Task goal.
Determine how many lines below contain the word "photo", then write that number by itself.

Task material.
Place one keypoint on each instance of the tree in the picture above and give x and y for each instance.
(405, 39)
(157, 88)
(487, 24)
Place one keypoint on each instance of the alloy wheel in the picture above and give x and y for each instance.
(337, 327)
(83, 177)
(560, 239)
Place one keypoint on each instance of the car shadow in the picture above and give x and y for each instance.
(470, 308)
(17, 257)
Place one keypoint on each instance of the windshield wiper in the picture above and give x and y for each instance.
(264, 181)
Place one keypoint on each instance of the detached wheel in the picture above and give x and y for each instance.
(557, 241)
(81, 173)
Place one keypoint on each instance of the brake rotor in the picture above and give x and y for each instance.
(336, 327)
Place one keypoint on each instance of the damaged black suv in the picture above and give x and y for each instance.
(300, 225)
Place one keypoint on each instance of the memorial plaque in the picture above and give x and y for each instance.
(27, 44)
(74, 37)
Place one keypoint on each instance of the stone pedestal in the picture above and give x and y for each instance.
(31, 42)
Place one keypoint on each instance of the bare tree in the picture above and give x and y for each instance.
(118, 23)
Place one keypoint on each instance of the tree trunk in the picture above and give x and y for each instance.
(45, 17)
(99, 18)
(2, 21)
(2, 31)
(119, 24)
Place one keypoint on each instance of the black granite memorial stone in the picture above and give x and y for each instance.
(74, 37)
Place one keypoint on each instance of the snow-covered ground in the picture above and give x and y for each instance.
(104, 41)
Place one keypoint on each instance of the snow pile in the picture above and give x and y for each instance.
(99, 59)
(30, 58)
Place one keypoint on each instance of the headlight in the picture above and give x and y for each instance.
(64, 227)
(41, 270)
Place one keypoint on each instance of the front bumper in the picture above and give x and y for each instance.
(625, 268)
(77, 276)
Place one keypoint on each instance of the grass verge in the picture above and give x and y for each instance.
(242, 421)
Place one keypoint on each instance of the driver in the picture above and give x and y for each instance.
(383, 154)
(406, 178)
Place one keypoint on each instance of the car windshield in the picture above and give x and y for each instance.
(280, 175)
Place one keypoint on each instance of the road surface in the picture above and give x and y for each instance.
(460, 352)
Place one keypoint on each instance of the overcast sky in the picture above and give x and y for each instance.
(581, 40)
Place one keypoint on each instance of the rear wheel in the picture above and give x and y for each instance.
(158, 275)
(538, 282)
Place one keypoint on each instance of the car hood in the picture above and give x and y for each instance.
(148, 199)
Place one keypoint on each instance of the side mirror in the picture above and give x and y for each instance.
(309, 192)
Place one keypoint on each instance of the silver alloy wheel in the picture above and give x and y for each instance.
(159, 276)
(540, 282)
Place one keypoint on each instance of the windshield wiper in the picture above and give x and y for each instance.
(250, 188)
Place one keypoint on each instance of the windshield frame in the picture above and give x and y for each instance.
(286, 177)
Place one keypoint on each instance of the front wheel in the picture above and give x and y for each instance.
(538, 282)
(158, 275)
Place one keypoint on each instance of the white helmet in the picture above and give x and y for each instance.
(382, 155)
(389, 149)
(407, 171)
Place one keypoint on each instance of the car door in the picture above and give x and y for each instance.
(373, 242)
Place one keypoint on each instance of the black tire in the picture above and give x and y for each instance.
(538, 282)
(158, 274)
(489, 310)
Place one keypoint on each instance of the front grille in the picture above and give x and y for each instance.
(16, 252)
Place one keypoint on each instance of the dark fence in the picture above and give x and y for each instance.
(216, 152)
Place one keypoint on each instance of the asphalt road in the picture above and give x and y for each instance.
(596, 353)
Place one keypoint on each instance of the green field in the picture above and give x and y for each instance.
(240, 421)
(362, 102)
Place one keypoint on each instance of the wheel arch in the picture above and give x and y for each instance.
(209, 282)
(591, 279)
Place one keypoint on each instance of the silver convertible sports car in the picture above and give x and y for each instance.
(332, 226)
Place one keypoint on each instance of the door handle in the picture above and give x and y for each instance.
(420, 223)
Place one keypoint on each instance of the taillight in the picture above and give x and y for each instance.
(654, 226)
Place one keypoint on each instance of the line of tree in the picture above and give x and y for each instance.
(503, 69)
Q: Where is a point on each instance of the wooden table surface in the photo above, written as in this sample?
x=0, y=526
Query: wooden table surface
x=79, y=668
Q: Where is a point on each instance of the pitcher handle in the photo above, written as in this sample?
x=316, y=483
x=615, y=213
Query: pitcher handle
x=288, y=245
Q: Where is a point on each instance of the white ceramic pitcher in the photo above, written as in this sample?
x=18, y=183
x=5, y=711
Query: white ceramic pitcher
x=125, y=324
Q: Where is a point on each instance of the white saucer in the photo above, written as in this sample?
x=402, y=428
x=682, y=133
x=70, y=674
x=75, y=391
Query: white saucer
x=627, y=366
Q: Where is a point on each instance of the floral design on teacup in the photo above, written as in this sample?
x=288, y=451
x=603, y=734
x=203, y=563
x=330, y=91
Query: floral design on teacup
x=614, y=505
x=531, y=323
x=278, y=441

Solution to this problem.
5